[begin Records provided]

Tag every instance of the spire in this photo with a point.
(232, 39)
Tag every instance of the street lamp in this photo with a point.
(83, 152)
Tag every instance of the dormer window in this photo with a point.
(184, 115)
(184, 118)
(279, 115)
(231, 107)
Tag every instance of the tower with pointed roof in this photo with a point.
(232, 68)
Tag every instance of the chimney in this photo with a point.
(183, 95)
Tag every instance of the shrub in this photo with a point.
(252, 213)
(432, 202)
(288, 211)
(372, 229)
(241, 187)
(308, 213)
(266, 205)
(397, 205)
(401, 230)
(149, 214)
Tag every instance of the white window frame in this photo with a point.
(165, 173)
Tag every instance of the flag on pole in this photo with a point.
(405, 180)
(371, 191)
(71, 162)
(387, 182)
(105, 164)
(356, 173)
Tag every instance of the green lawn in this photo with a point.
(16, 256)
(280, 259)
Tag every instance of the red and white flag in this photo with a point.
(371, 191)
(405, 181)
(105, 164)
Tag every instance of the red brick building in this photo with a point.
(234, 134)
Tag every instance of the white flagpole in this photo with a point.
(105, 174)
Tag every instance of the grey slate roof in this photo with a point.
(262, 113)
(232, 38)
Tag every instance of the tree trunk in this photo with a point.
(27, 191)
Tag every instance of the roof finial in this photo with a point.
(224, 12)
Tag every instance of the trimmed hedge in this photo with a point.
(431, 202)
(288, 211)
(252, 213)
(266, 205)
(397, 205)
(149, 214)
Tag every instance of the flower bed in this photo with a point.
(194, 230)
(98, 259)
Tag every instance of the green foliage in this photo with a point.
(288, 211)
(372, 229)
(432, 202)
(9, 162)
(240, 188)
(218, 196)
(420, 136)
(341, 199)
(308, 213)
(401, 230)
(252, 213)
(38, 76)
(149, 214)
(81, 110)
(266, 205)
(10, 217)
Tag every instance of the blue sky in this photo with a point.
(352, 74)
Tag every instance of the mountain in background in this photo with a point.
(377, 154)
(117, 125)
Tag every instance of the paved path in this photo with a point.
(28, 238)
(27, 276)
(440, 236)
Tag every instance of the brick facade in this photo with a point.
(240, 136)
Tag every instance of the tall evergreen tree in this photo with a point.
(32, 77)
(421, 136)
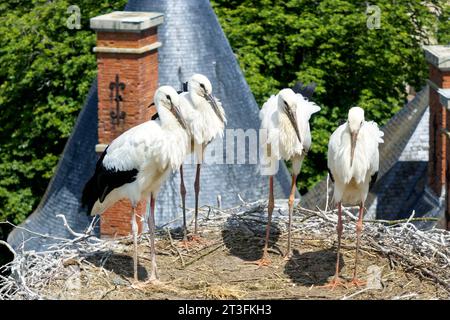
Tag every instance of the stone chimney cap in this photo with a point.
(439, 56)
(126, 21)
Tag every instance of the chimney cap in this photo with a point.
(126, 21)
(438, 55)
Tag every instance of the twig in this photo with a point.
(176, 248)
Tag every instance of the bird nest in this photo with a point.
(398, 260)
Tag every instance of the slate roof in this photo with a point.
(193, 41)
(401, 185)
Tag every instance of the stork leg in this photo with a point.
(134, 228)
(183, 202)
(359, 228)
(291, 209)
(151, 225)
(336, 280)
(265, 261)
(197, 191)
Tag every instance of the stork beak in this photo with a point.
(214, 105)
(293, 119)
(176, 112)
(353, 137)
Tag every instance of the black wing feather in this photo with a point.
(103, 182)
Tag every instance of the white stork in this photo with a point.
(353, 161)
(285, 116)
(206, 120)
(137, 162)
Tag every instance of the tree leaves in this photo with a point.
(46, 72)
(328, 42)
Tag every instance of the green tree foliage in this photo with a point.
(443, 32)
(279, 42)
(46, 70)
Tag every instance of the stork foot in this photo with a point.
(333, 284)
(358, 283)
(287, 256)
(192, 241)
(142, 285)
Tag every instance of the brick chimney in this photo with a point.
(438, 57)
(127, 59)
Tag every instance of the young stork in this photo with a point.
(353, 161)
(285, 117)
(137, 162)
(206, 120)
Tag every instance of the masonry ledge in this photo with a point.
(126, 21)
(140, 50)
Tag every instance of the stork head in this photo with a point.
(287, 103)
(355, 121)
(200, 86)
(166, 98)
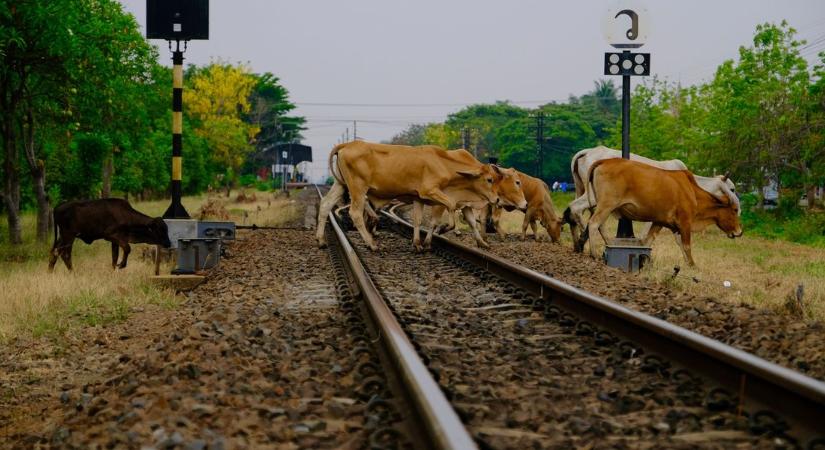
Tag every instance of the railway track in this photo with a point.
(521, 360)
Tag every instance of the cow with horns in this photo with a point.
(424, 175)
(667, 198)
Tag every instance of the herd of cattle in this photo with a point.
(663, 193)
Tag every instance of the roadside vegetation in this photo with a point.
(35, 303)
(761, 271)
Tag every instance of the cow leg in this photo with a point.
(528, 217)
(115, 248)
(126, 250)
(652, 231)
(595, 225)
(470, 217)
(436, 218)
(497, 221)
(373, 218)
(335, 194)
(418, 213)
(685, 245)
(483, 213)
(574, 215)
(54, 253)
(65, 250)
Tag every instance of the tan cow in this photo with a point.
(581, 162)
(539, 208)
(510, 195)
(426, 174)
(668, 198)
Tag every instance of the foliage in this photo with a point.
(217, 102)
(760, 118)
(415, 134)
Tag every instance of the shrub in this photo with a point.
(247, 180)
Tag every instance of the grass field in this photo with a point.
(35, 303)
(762, 272)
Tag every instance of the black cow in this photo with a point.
(112, 219)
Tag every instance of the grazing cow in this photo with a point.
(719, 186)
(379, 173)
(539, 208)
(510, 195)
(668, 198)
(112, 219)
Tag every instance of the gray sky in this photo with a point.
(433, 57)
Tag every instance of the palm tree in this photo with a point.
(606, 95)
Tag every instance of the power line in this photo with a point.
(417, 105)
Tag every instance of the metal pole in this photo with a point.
(176, 209)
(625, 226)
(540, 137)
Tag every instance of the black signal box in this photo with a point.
(177, 20)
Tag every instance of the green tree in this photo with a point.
(415, 134)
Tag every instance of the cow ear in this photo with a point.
(469, 173)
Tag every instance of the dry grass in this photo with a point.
(765, 273)
(36, 303)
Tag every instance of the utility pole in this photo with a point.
(540, 142)
(539, 130)
(465, 140)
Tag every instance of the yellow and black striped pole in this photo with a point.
(176, 209)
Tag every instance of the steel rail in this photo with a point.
(760, 383)
(437, 416)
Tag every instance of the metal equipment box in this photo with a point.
(627, 254)
(197, 254)
(224, 231)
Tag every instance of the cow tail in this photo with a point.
(332, 171)
(590, 189)
(574, 170)
(566, 218)
(54, 226)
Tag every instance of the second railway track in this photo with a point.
(521, 372)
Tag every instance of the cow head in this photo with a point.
(159, 233)
(551, 224)
(727, 217)
(507, 185)
(729, 189)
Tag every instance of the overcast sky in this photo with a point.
(421, 60)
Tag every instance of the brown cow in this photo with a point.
(669, 198)
(379, 173)
(112, 219)
(509, 194)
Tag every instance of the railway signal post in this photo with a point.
(178, 21)
(625, 28)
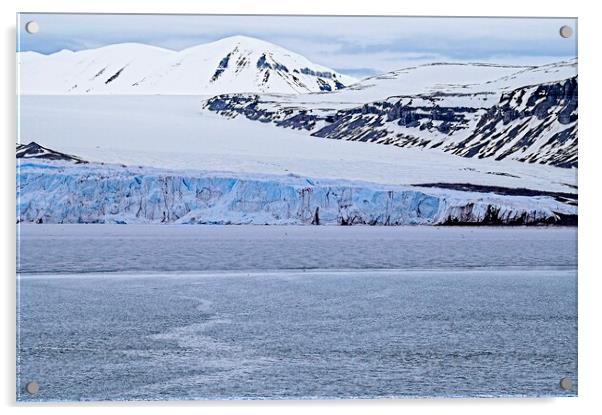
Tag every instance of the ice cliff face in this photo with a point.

[end Records provided]

Aim: Reproduce all entries without any change, and omit the pictures.

Response to this exercise:
Tag every instance of the spire in this photo with a point.
(232, 39)
Tag every instance of the street lamp in this photo with a point.
(83, 152)
Tag every instance of the dormer window in this photo with a point.
(184, 115)
(184, 118)
(279, 115)
(231, 107)
Tag every instance of the tower with pointed roof in this photo with a point.
(232, 68)
Tag every instance of the chimney in this photo with a point.
(183, 95)
Tag every instance of the shrub in this photo with a point.
(252, 213)
(432, 202)
(288, 211)
(372, 229)
(241, 187)
(308, 213)
(266, 205)
(397, 205)
(401, 230)
(149, 214)
Tag every instance of the white window frame in this photo with a point.
(165, 173)
Tag every instance of the flag on pole in this photo with a point.
(405, 180)
(371, 191)
(71, 162)
(387, 182)
(105, 164)
(356, 173)
Tag every instance of the green lawn in this photo with a point.
(16, 256)
(280, 259)
Tag every instance of the red and white flag in this photo with a point.
(371, 191)
(405, 181)
(105, 164)
Tag every instance of the red brick building in this photo with a point.
(234, 134)
Tag every instance of the white flagpole in this photo with a point.
(105, 174)
Tag every instance of the grey slate roof in this photo with a point.
(262, 113)
(232, 38)
Tag every instance of the tree trunk in this photo with a point.
(27, 191)
Tag every instance of the roof finial in this photo with a point.
(224, 12)
Tag every instance of the trimmed hedge in this photo with a point.
(431, 202)
(288, 211)
(252, 213)
(266, 205)
(397, 205)
(149, 214)
Tag every instance of the flower bed in this photo with a point.
(194, 230)
(98, 259)
Tag every instance of the green foliage in this photo with a point.
(288, 211)
(372, 229)
(432, 202)
(9, 162)
(240, 188)
(218, 196)
(420, 136)
(341, 199)
(308, 213)
(401, 230)
(252, 213)
(38, 76)
(149, 214)
(81, 110)
(266, 205)
(10, 217)
Tag every instance of the blue sky in this photo with a point.
(352, 74)
Tag every instance of the mountain in background in this photo with a point.
(377, 154)
(117, 125)
Tag every instance of the paved path in this photo with a point.
(28, 238)
(27, 276)
(440, 236)
Tag every instance of the brick facade in this photo with a point.
(240, 136)
Tag every instance of the tall evergreen tree in this photo with a point.
(32, 77)
(421, 136)
Tag every instance of the stone chimney cap in this photo with a point.
(439, 56)
(126, 21)
Tag every instance of the chimney cap in this photo with a point.
(126, 21)
(438, 55)
Tag every instance of the twig in this photo with a point.
(176, 248)
Tag every instance of the bird nest in this photo with a point.
(398, 260)
Tag every instance of the slate roof in this photo with a point.
(193, 41)
(401, 185)
Tag every instance of the stork leg in this photo with a point.
(134, 228)
(183, 202)
(359, 228)
(291, 209)
(151, 225)
(336, 280)
(265, 261)
(197, 191)
Tag every instance of the stork beak in this photo with a point.
(214, 105)
(293, 119)
(176, 112)
(353, 137)
Tag every instance of the black wing feather in this photo with a point.
(103, 182)
Tag every instance of the white stork in this photo with a point.
(353, 161)
(285, 116)
(206, 120)
(137, 162)
Tag every instance of the tree leaves in this photo with a point.
(46, 72)
(328, 42)
Tag every instance of the green tree foliage in this photo with a point.
(443, 32)
(279, 42)
(46, 70)
Tag every instance of the stork foot in this photo with a point.
(333, 284)
(358, 283)
(287, 256)
(192, 241)
(142, 285)
Tag every instance of the brick chimney in this photo with a point.
(438, 57)
(127, 59)
Tag every instance of the young stork in this photo with a point.
(353, 161)
(285, 117)
(137, 162)
(206, 120)
Tag every instance of the masonry ledge in this photo with a point.
(126, 21)
(140, 50)
Tag every instance of the stork head in this photo with a point.
(287, 103)
(355, 121)
(200, 86)
(166, 98)
Tag every instance of the railway track in this photo with a point.
(521, 360)
Tag every instance of the cow with horns in this photo with a point.
(424, 175)
(667, 198)
Tag every instance of the herd of cattle in this photo with a point.
(663, 193)
Tag every instance of the roadside vegetation in this photo with a point.
(35, 303)
(761, 271)
Tag every instance of the cow leg in this photo with a point.
(528, 217)
(115, 248)
(126, 250)
(652, 231)
(595, 225)
(470, 217)
(436, 218)
(497, 221)
(373, 218)
(335, 194)
(418, 213)
(685, 245)
(483, 213)
(574, 215)
(54, 253)
(65, 250)
Tag every instance of the tan cow in this photo with a point.
(581, 162)
(539, 208)
(510, 195)
(426, 174)
(668, 198)
Tag every instance of the foliage in this photo with a point.
(217, 102)
(760, 118)
(415, 134)
Tag every instance of the shrub in this photo with a point.
(247, 180)
Tag every instance of the grass field in this photo with a point.
(35, 303)
(762, 272)
Tag every instance of the black cow in this photo with a point.
(112, 219)
Tag every instance of the grazing cow in this photo with a point.
(719, 186)
(379, 173)
(539, 208)
(510, 195)
(668, 198)
(112, 219)
Tag every instance of the gray sky in this photo with a point.
(433, 57)
Tag every instance of the palm tree in this photo with a point.
(606, 95)
Tag every instance of the power line in this photo with a point.
(417, 105)
Tag every instance of the metal pole in this photo with a point.
(176, 209)
(625, 226)
(540, 137)
Tag every instance of the black signal box in this photo with a point.
(177, 20)
Tag every instance of the green tree in this photo with a point.
(415, 134)
Tag every instance of the cow ear in this photo with a point.
(469, 173)
Tag every instance of the dry grass in this photo with a point.
(765, 273)
(36, 303)
Tag every instance of the utility pole in this photo with a point.
(540, 142)
(539, 130)
(465, 140)
Tag every instance of the yellow and black striped pole in this photo with a point.
(176, 209)
Tag every instance of the steel rail in this photo with a point.
(760, 383)
(437, 416)
Tag every instance of the metal equipment box in this photo with a point.
(627, 254)
(197, 254)
(224, 231)
Tag every instance of the cow tail in this photo with a point.
(332, 171)
(590, 189)
(574, 170)
(566, 218)
(54, 226)
Tag every instance of the second railway track in this photo with a point.
(521, 372)
Tag every instance of the cow head in this photo with a point.
(159, 233)
(551, 224)
(727, 217)
(507, 185)
(729, 189)
Tag every instance of the overcast sky in this photo with a point.
(421, 60)
Tag every instance of the brown cow in this photo with a point.
(669, 198)
(379, 173)
(112, 219)
(509, 194)
Tag every instance of the railway signal post in this photo with a point.
(178, 21)
(625, 28)
Tag every instance of the ice cliff face in this photo with a point.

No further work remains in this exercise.